[TUGAS]
1. Jawab pertanyaan berikut berdasarkan teks analisis puisi "Bulan Luka Parah" di bawah.
(a) Menurut baris kedua puisi, mengapa bulan luka parah?
(b) Kapan Husni Djamaludin dilahirkan?
(c) Apa judul butir pertama dalam analisis puisi tersebut?
2. Tuliskan lanjutan teks analisis puisi "Bulan Luka Parah" di bawah, mulai dari kalimat terakhirnya.
:: KUTIPAN SUMBER
Subscribe

Jumat, 01 Januari 2010

Analisis Puisi2



Nama : SURYA HADIDI
E-mail : surya_hadidi@yahoo.com
Friendster : uya_so7@ymail.com
Facebook : uya_so7@ymail.com
NB : Wajib tinggalkan pesan di halaman paling bawah
About Me





LAMPIRAN PUISI “ BULAN LUKA PARAH” KARYA
HUSNI DJAMALUDIN

Bulan Luka Parah
bulan luka parah
karena laut kehilangan ombak
bulan luka parah
karena ombak kehilangan laut
bulan luka parah
darahnya tumpah
ke dalam laut
yang kehilangan ombak
bulan luka parah
darahnya tumpah
jadi ombak
yang kehilangan lau


Tentang pengarang
Penulis ini dilahirkan di Tinambung, Mandar (Sulawesi Utara), tanggal 10 November 1943. Walaupun menulis puisi dilakukannya sejak SMP, tetapi ia mulai serius menulis puisi ketika berusia 35 tahun. Ia jiga aktif dalam kewartawanan. Ia pernah menjadi sekrtaris PWI cabang Makassar. Husni Djamaludin tercatat sebagai seorang pendiri Dewan Kesenian Makasar dan menjabat sebagai Wakil Ketua Kesenian Makassar. Tahin 1981 mengikuti Asian Writers Converence yang diselenggarakan oleh PEN Internasional di Manila, Filipina.
Kumpulan sajaknya, puisi akhir tahun (1969), Obsesi (1970), Kau dan Aku (1973), Anu (1974), Toraja (1979), dan Bulan Buka Parah (1986), dan Berenang-renang Ketepian (1987). Sajak-sajaknya yang lain dimuat dalam Sajak-sajak Dari Makasar(kumpulan sajak bersama Rahmat Arge dan lain-lain, (1974) dan puisi ASEAN (Buku III, 1978).








Analisis puisi “ BULAN LUKA PARAH” KARYA
HUSNI DJAMALUDIN

1. Diksi yang Eksotis
Analisis stilistika dalam puisi ”Bulan Luka Parah” memperlihatkan pemilihan kata kiasan alam yang eksotis. Hal ini merupakan bukti kontemplasi penyair terhadap alam sekitarnya yang bersentuhan dengan kreatif dan imaji penyair. Penggunaaan kata-kata kiasan alam cukup efektif dan efisien untuk memberikan imaji atau pembayangan yang timbul terhadap puisi, karena juga dilengkapi pemakaian simbol atau perlambang yang dinyatakan dengan bahasa kiasan; metafora, personifikasi, dll sehingga menimbulkan puisi yang lebih berjiwa dan hidup.
Diksi yang membangun puisi ”bulan Luka Parah” sebagian besar merupakan bahasa-bahasa kiasan, sehingga sangat sulit sekali dipahami maknanya. Inilah yang menjadi sisi menarik dari puisi ini walaupun terkesan membingungkan dan semuanya merupakan bahasa kias, tetapi pembaca diajak untuk menjelajah alam untuk menemukan amanat dari puisi ini.
::::
:: DATA
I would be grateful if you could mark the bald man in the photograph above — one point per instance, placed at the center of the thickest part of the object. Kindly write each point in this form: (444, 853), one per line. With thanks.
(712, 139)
::::
[JAWABAN]
1.
(a) Karena laut kehilangan ombak.
(b) Tanggal 10 November 1943.
(c) Diksi yang Eksotis.

2.
Bulan Luka Parah
bulan luka parah
karena laut kehilangan ombak
bulan luka parah
karena ombak kehilangan laut
bulan luka parah
darahnya tumpah
ke dalam laut
yang kehilangan ombak
bulan luka parah
darahnya tumpah
jadi ombak
yang kehilangan laut
Dalam upaya untuk mempercantik puisi, penyair melakukan jalinan antar bait yang cukup rapat dan semuanya menggunakan bahasa kias. Hal menarik juga tergambarkan dalam judul puisi ini, yaitu ”Bulan Luka Parah”. Kata ”bulan” merupakan wujud pencitraan penglihatan penyair. Yang dimaksud dengan ”bulan” dalam kalimat tersebut belum bisa kita artikan secara ekplisit bahwa ”bulan” adalah objek yang ingin diceritakan oleh penyair. Bisa saja penyair ingin menyembunyikan sesuatu yang indah yang ingin diungkapkannya dengan perwujudan kata ”bulan”. Mengapa? Bisa jadi karena bulan tentunya mengajak pembaca kepada keindahan malam yang ”diterangi cahaya bulan” cukup tenang dan mengalir, sehingga pembaca sangat santai untuk ”memasuki” pesan yang ingin disampaikan penyair.
Selanjutnya, terjalin sebuah kalimat ”Bulan Luka Parah”, sebuah kiasan yang cukup indah karena hanya makhluk hidup saja yang bisa mengalami luka, sedangkan ”bulan” bukan merupakan makhluk hidup. Pilihan kata ini cukup eksotis dalam membangun sebuah puisi yang penuh dengan ambiguitas.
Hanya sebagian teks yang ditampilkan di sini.